# WHAT YOU WILL DO:
Look through the entries below and extract exactly the lines from the one containing "leafy foliage?" through the one containing "window frame?", ends included.

[Free-text object descriptions]
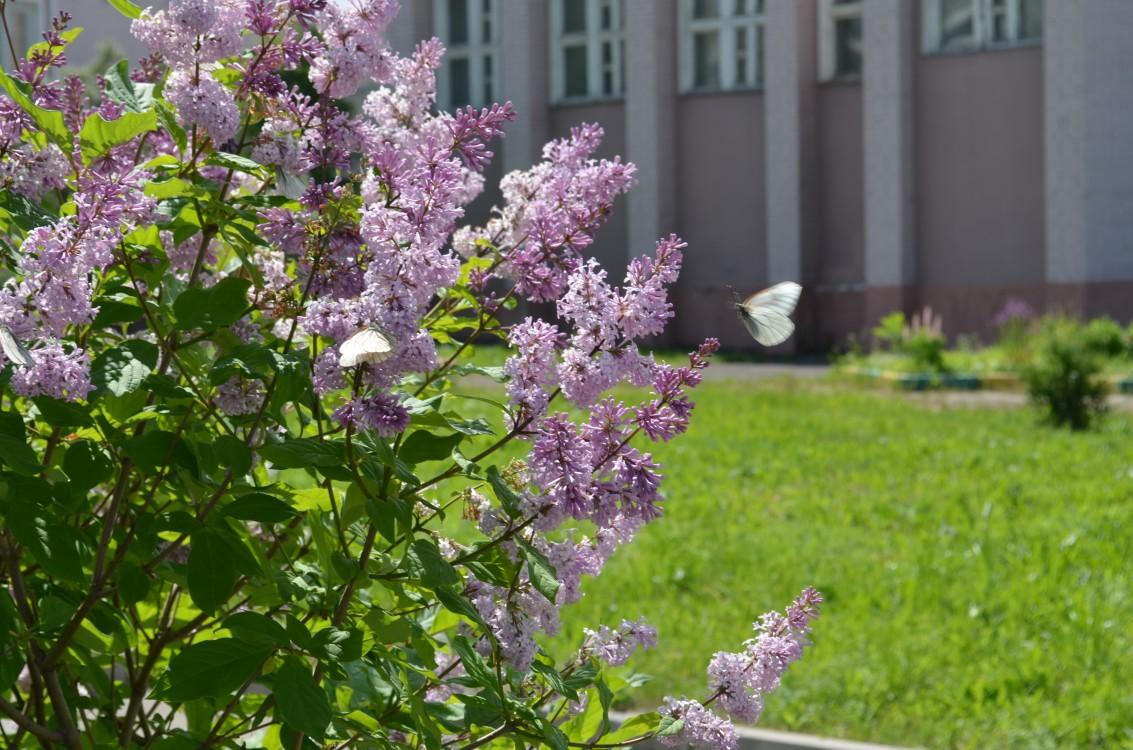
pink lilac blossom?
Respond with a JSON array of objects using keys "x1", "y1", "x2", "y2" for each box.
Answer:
[
  {"x1": 132, "y1": 0, "x2": 245, "y2": 67},
  {"x1": 9, "y1": 342, "x2": 93, "y2": 401},
  {"x1": 164, "y1": 70, "x2": 240, "y2": 146},
  {"x1": 214, "y1": 378, "x2": 265, "y2": 416},
  {"x1": 333, "y1": 392, "x2": 409, "y2": 436},
  {"x1": 658, "y1": 699, "x2": 738, "y2": 750},
  {"x1": 583, "y1": 617, "x2": 658, "y2": 667},
  {"x1": 658, "y1": 589, "x2": 822, "y2": 749}
]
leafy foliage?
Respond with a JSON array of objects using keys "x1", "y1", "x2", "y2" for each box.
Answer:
[{"x1": 0, "y1": 2, "x2": 817, "y2": 749}]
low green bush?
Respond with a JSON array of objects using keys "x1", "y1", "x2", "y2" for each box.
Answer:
[{"x1": 1023, "y1": 319, "x2": 1110, "y2": 429}]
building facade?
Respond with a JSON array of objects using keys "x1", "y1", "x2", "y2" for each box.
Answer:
[
  {"x1": 389, "y1": 0, "x2": 1133, "y2": 351},
  {"x1": 10, "y1": 1, "x2": 1133, "y2": 351}
]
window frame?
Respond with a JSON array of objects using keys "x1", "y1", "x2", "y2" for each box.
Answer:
[
  {"x1": 550, "y1": 0, "x2": 625, "y2": 104},
  {"x1": 818, "y1": 0, "x2": 863, "y2": 82},
  {"x1": 678, "y1": 0, "x2": 766, "y2": 94},
  {"x1": 922, "y1": 0, "x2": 1043, "y2": 55},
  {"x1": 434, "y1": 0, "x2": 499, "y2": 111}
]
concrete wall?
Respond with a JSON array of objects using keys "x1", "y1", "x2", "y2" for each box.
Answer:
[
  {"x1": 674, "y1": 93, "x2": 767, "y2": 349},
  {"x1": 548, "y1": 102, "x2": 630, "y2": 279},
  {"x1": 812, "y1": 83, "x2": 865, "y2": 347},
  {"x1": 913, "y1": 46, "x2": 1045, "y2": 337}
]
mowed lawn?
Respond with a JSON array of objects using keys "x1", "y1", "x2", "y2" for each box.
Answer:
[{"x1": 542, "y1": 379, "x2": 1133, "y2": 749}]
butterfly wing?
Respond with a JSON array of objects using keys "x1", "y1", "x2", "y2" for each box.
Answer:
[
  {"x1": 0, "y1": 326, "x2": 33, "y2": 368},
  {"x1": 339, "y1": 328, "x2": 393, "y2": 368},
  {"x1": 739, "y1": 307, "x2": 796, "y2": 346},
  {"x1": 739, "y1": 282, "x2": 802, "y2": 346}
]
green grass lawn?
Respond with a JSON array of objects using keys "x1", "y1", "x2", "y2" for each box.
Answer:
[{"x1": 539, "y1": 379, "x2": 1133, "y2": 749}]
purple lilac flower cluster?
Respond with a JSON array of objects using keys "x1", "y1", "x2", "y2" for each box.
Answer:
[{"x1": 658, "y1": 588, "x2": 823, "y2": 750}]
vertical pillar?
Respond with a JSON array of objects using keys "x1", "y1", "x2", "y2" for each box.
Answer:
[
  {"x1": 625, "y1": 0, "x2": 678, "y2": 260},
  {"x1": 497, "y1": 0, "x2": 550, "y2": 173},
  {"x1": 386, "y1": 1, "x2": 432, "y2": 57},
  {"x1": 764, "y1": 0, "x2": 816, "y2": 286},
  {"x1": 1045, "y1": 0, "x2": 1133, "y2": 315},
  {"x1": 862, "y1": 0, "x2": 916, "y2": 321}
]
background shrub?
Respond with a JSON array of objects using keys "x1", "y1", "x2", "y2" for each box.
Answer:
[{"x1": 1023, "y1": 319, "x2": 1110, "y2": 429}]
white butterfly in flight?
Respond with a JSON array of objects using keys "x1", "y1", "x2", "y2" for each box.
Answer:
[
  {"x1": 0, "y1": 325, "x2": 33, "y2": 368},
  {"x1": 736, "y1": 281, "x2": 802, "y2": 346},
  {"x1": 338, "y1": 327, "x2": 393, "y2": 368}
]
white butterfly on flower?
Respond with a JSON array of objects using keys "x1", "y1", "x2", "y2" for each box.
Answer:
[
  {"x1": 736, "y1": 282, "x2": 802, "y2": 346},
  {"x1": 0, "y1": 325, "x2": 33, "y2": 368},
  {"x1": 338, "y1": 327, "x2": 393, "y2": 368}
]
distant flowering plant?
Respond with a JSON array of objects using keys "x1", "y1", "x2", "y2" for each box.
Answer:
[{"x1": 0, "y1": 1, "x2": 818, "y2": 749}]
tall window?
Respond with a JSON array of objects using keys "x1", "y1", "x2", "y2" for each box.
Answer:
[
  {"x1": 434, "y1": 0, "x2": 498, "y2": 110},
  {"x1": 923, "y1": 0, "x2": 1043, "y2": 53},
  {"x1": 679, "y1": 0, "x2": 765, "y2": 93},
  {"x1": 819, "y1": 0, "x2": 862, "y2": 80},
  {"x1": 551, "y1": 0, "x2": 624, "y2": 102}
]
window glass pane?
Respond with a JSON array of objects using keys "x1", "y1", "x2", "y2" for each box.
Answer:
[
  {"x1": 693, "y1": 0, "x2": 719, "y2": 20},
  {"x1": 564, "y1": 45, "x2": 589, "y2": 97},
  {"x1": 990, "y1": 0, "x2": 1009, "y2": 42},
  {"x1": 733, "y1": 0, "x2": 748, "y2": 16},
  {"x1": 693, "y1": 30, "x2": 720, "y2": 89},
  {"x1": 600, "y1": 0, "x2": 613, "y2": 30},
  {"x1": 938, "y1": 0, "x2": 976, "y2": 50},
  {"x1": 482, "y1": 0, "x2": 493, "y2": 41},
  {"x1": 448, "y1": 0, "x2": 469, "y2": 44},
  {"x1": 449, "y1": 57, "x2": 471, "y2": 108},
  {"x1": 1020, "y1": 0, "x2": 1043, "y2": 40},
  {"x1": 834, "y1": 16, "x2": 862, "y2": 76},
  {"x1": 734, "y1": 27, "x2": 748, "y2": 85},
  {"x1": 602, "y1": 41, "x2": 615, "y2": 95},
  {"x1": 563, "y1": 0, "x2": 587, "y2": 33},
  {"x1": 483, "y1": 54, "x2": 493, "y2": 103}
]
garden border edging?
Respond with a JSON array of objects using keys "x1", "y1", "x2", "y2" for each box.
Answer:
[{"x1": 610, "y1": 712, "x2": 922, "y2": 750}]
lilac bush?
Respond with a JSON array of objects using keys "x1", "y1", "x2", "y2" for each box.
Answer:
[{"x1": 0, "y1": 2, "x2": 818, "y2": 748}]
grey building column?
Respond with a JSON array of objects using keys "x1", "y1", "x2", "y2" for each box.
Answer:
[
  {"x1": 497, "y1": 0, "x2": 551, "y2": 173},
  {"x1": 386, "y1": 1, "x2": 432, "y2": 57},
  {"x1": 764, "y1": 0, "x2": 817, "y2": 287},
  {"x1": 625, "y1": 0, "x2": 678, "y2": 261},
  {"x1": 1045, "y1": 0, "x2": 1133, "y2": 309},
  {"x1": 862, "y1": 0, "x2": 916, "y2": 318}
]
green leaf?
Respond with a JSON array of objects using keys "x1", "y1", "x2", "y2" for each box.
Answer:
[
  {"x1": 103, "y1": 59, "x2": 154, "y2": 113},
  {"x1": 399, "y1": 430, "x2": 464, "y2": 465},
  {"x1": 274, "y1": 657, "x2": 332, "y2": 738},
  {"x1": 63, "y1": 440, "x2": 113, "y2": 490},
  {"x1": 156, "y1": 639, "x2": 271, "y2": 702},
  {"x1": 206, "y1": 151, "x2": 267, "y2": 176},
  {"x1": 540, "y1": 721, "x2": 569, "y2": 750},
  {"x1": 655, "y1": 715, "x2": 685, "y2": 738},
  {"x1": 0, "y1": 72, "x2": 68, "y2": 144},
  {"x1": 117, "y1": 562, "x2": 151, "y2": 605},
  {"x1": 106, "y1": 0, "x2": 143, "y2": 19},
  {"x1": 602, "y1": 712, "x2": 660, "y2": 744},
  {"x1": 33, "y1": 397, "x2": 93, "y2": 428},
  {"x1": 80, "y1": 110, "x2": 158, "y2": 159},
  {"x1": 223, "y1": 492, "x2": 300, "y2": 524},
  {"x1": 405, "y1": 539, "x2": 459, "y2": 588},
  {"x1": 121, "y1": 430, "x2": 197, "y2": 474},
  {"x1": 213, "y1": 435, "x2": 252, "y2": 475},
  {"x1": 223, "y1": 611, "x2": 290, "y2": 646},
  {"x1": 91, "y1": 339, "x2": 158, "y2": 397},
  {"x1": 4, "y1": 501, "x2": 84, "y2": 581},
  {"x1": 531, "y1": 661, "x2": 577, "y2": 701},
  {"x1": 486, "y1": 466, "x2": 522, "y2": 518},
  {"x1": 187, "y1": 527, "x2": 239, "y2": 614},
  {"x1": 172, "y1": 276, "x2": 252, "y2": 331},
  {"x1": 0, "y1": 433, "x2": 38, "y2": 474},
  {"x1": 0, "y1": 190, "x2": 53, "y2": 230},
  {"x1": 259, "y1": 438, "x2": 346, "y2": 469},
  {"x1": 517, "y1": 539, "x2": 560, "y2": 603}
]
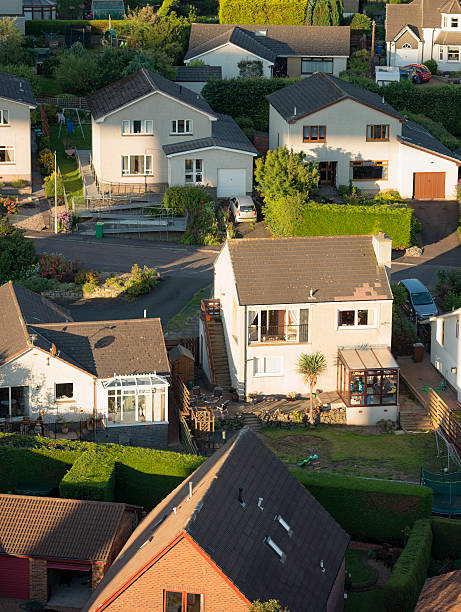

# ANSWER BOX:
leafy foliage?
Respond with a JSON array of objects using keys "x1", "y1", "x2", "y2" for each box.
Answer:
[{"x1": 0, "y1": 2, "x2": 817, "y2": 749}]
low green bush?
Respond with a JSON array of objects using keys "x1", "y1", "x2", "y2" for each box.
Answer:
[{"x1": 1023, "y1": 319, "x2": 1110, "y2": 429}]
building facade?
Respond with a JSON array of objects using keys "x1", "y1", "x2", "y2" for each box.
Answer:
[
  {"x1": 389, "y1": 0, "x2": 1133, "y2": 351},
  {"x1": 10, "y1": 1, "x2": 1133, "y2": 351}
]
window frame?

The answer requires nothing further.